§ **QUELLE**:
*-*-*

Wenn du dich in Gernsbach halbwegs auskennst, grobis, dann kannst einfach beim Bahnhof gucken zu parken, aber ansonsten empfehl ich dir in Ottenau am Schwimmbad (ist direkt, wenn du die Ausfahrt Gaggenau-Ost von der B462 runterfährst) dein Auto abzustellen und dann mit mir die 3km nach Gernsbach zu radeln


----------



## grobis (14. September 2004)

nkwd schrieb:
			
		

> Nur bei der Station am Bahnhof könnte man auch parken.



na das ist doch ein wort. da stellen wir die kisten ab. jetzt muss ich noch mein familienoberhaupt nach erlaubnis fragen und dann nichts wie los....

gruss grobis


----------



## eL (14. September 2004)

also wenn sich alles in gernsbach trifft dann komm ich halt auch dorthin.Ihr müsst euch nur eing werden um welche uhrzeit!!!

0930 wäre ne nette bequeme zeit   also lasst uns das doch mal festhalten.
Wenn wir bei unserer routenwahl nicht weit über 100km kommen dann radel ich das auch bequem weg.Hab ja was gut zu machen in punkto entfernung nach den 2 kantenklatschweekends   

ick richt schon mal mein hartes ;-) 

eL


----------



## specialist (14. September 2004)

eL schrieb:
			
		

> also wenn sich alles in gernsbach trifft dann komm ich halt auch dorthin.Ihr müsst euch nur eing werden um welche uhrzeit!!!



Was soll denn das jetzt heißen  . Marxzell, Bad Herrenalb, Gernsbach...8.00, 9.00, oder von mir aus 10.00 Uhr  
Jetzt werdet euch mal einig.

Ich würde gerne ab Marxzell fahren, Bluesky denke ich mal auch...und Du eL...könntest ja eigentlich auch, oder?

specialist


----------



## eL (14. September 2004)

neeneenee mein guter die 140km ab marxzell sind mir echt zu weit    da ich Montag ja wieder frisch und ausgeruht auf der matte stehn muss.

*-*-*

§ **AUFGABEN**:
1 - Fasse den Absatz des Forumsthreads, der mit „Wenn du dich in Gernsbach halbwegs auskennst“ beginnt, als knappe Stichpunktliste zusammen.
2 - Welche Uhrzeit schlägt eL im Forumsthread als Treffzeit vor?
3 - Aktualisiere im Forumsthread alles von „Wenn du dich“ bis hinunter zu „man auch parken.“, wobei du „Schwimmbad“ durch „Sportplatz“ ersetzt.

§ **BEREITGESTELLTE DATEN**:
*-*-*

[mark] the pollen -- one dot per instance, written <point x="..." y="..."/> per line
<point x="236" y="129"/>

*-*-*

§ **ANTWORTEN**:
1 -
- Wer sich in Gernsbach auskennt, kann am Bahnhof parken.
- Sonst das Auto in Ottenau am Schwimmbad abstellen, direkt an der Ausfahrt Gaggenau-Ost der B462.
- Von dort gemeinsam die 3 km nach Gernsbach radeln.

2 - 0930, also 9:30 Uhr.

3 -
Wenn du dich in Gernsbach halbwegs auskennst, grobis, dann kannst einfach beim Bahnhof gucken zu parken, aber ansonsten empfehl ich dir in Ottenau am Sportplatz (ist direkt, wenn du die Ausfahrt Gaggenau-Ost von der B462 runterfährst) dein Auto abzustellen und dann mit mir die 3km nach Gernsbach zu radeln


----------



## grobis (14. September 2004)

nkwd schrieb:
			
		

> Nur bei der Station am Bahnhof könnte man auch parken.